Directions => Format every line of the entries below as a JSON list of strings, one string per line, and omit the blank lines.

Supplied data =>
+--
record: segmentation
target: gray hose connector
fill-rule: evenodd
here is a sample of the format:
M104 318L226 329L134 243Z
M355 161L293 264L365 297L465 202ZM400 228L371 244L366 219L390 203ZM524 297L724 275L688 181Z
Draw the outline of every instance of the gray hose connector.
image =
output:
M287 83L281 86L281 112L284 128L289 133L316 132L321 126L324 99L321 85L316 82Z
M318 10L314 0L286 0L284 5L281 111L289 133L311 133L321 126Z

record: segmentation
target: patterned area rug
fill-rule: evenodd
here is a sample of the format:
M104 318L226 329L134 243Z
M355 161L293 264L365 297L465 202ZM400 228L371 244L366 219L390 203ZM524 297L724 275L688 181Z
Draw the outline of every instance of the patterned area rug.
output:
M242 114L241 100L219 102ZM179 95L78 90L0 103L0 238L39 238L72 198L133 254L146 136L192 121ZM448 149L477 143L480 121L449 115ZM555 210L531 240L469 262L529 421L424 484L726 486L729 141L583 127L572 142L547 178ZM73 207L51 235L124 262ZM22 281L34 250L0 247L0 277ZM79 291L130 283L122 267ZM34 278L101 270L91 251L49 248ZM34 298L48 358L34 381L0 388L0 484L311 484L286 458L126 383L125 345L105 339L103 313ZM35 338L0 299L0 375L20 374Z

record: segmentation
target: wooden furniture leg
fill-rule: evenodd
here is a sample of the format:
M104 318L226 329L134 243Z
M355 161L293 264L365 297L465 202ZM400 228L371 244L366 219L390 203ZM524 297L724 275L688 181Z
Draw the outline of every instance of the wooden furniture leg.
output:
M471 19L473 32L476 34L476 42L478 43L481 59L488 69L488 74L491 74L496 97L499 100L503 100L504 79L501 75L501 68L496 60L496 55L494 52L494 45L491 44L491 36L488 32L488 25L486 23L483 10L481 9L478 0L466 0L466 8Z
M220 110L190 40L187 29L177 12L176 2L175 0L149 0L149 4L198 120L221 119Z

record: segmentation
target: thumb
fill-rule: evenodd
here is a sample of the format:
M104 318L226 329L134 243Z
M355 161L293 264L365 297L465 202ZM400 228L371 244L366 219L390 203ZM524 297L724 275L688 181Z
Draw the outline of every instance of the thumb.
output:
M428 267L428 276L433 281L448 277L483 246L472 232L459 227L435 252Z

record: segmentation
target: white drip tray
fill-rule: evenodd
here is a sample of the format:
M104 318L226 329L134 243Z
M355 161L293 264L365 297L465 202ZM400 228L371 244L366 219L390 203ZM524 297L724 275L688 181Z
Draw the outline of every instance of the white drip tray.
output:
+--
Finished task =>
[
  "record: segmentation",
  "target: gray hose connector",
  "fill-rule: evenodd",
  "here is a sample of the format:",
  "M104 318L226 329L134 243Z",
  "M355 161L293 264L365 297L465 202ZM400 228L371 244L366 219L390 203ZM524 297L724 275L688 181Z",
  "Draw the outline of every instance of the gray hose connector.",
  "image =",
  "output:",
  "M287 83L281 86L281 112L284 128L289 133L316 132L321 126L324 99L321 85L316 82Z",
  "M318 10L314 0L286 0L284 5L281 111L289 133L311 133L321 126Z",
  "record: segmentation",
  "target: patterned area rug",
  "fill-rule: evenodd",
  "here is a sample of the format:",
  "M104 318L226 329L134 243Z",
  "M355 161L293 264L365 297L465 202ZM400 228L371 244L366 219L390 203ZM524 297L724 275L688 181Z",
  "Draw the outline of every instance of the patterned area rug.",
  "output:",
  "M242 114L241 100L219 102ZM179 95L78 90L0 103L0 238L39 238L72 198L133 254L146 136L192 121ZM448 149L477 143L480 121L449 115ZM555 210L531 240L469 262L529 421L424 484L726 486L729 141L583 127L572 142L547 178ZM73 207L51 235L124 262ZM22 281L34 250L0 247L0 277ZM79 291L130 283L122 267ZM34 278L101 270L91 251L49 248ZM34 298L48 358L34 381L0 388L0 484L311 484L286 458L126 383L125 345L105 339L103 313ZM35 338L0 299L0 375L20 374Z",
  "record: segmentation",
  "target: wooden furniture leg",
  "fill-rule: evenodd",
  "here is a sample of the format:",
  "M104 318L226 329L134 243Z",
  "M355 161L293 264L365 297L465 202ZM400 228L371 244L366 219L390 203ZM524 297L724 275L688 181Z",
  "Draw the outline of every instance of the wooden furniture leg.",
  "output:",
  "M471 19L473 32L476 34L476 42L478 43L481 59L488 69L488 74L491 74L496 97L499 100L503 100L504 79L501 75L501 68L496 60L496 55L494 52L494 45L491 44L491 36L488 32L488 25L486 23L483 10L481 9L478 0L466 0L466 8Z",
  "M220 110L190 40L187 29L177 12L176 2L175 0L149 0L149 4L198 120L221 119Z",
  "record: segmentation",
  "target: thumb",
  "fill-rule: evenodd",
  "here is a sample of the format:",
  "M104 318L226 329L134 243Z",
  "M355 161L293 264L365 297L465 202ZM400 228L371 244L366 219L390 203ZM524 297L724 275L688 181Z",
  "Draw the outline of every instance of the thumb.",
  "output:",
  "M428 267L428 276L433 281L448 277L483 246L472 232L459 227L435 252Z",
  "record: segmentation",
  "target: white drip tray",
  "fill-rule: evenodd",
  "here is a sample of the format:",
  "M104 318L226 329L134 243Z",
  "M355 161L293 264L365 297L465 202ZM400 228L371 244L366 219L390 203ZM524 297L724 275L688 181Z",
  "Draw the outline of every instance of the white drip tray.",
  "output:"
]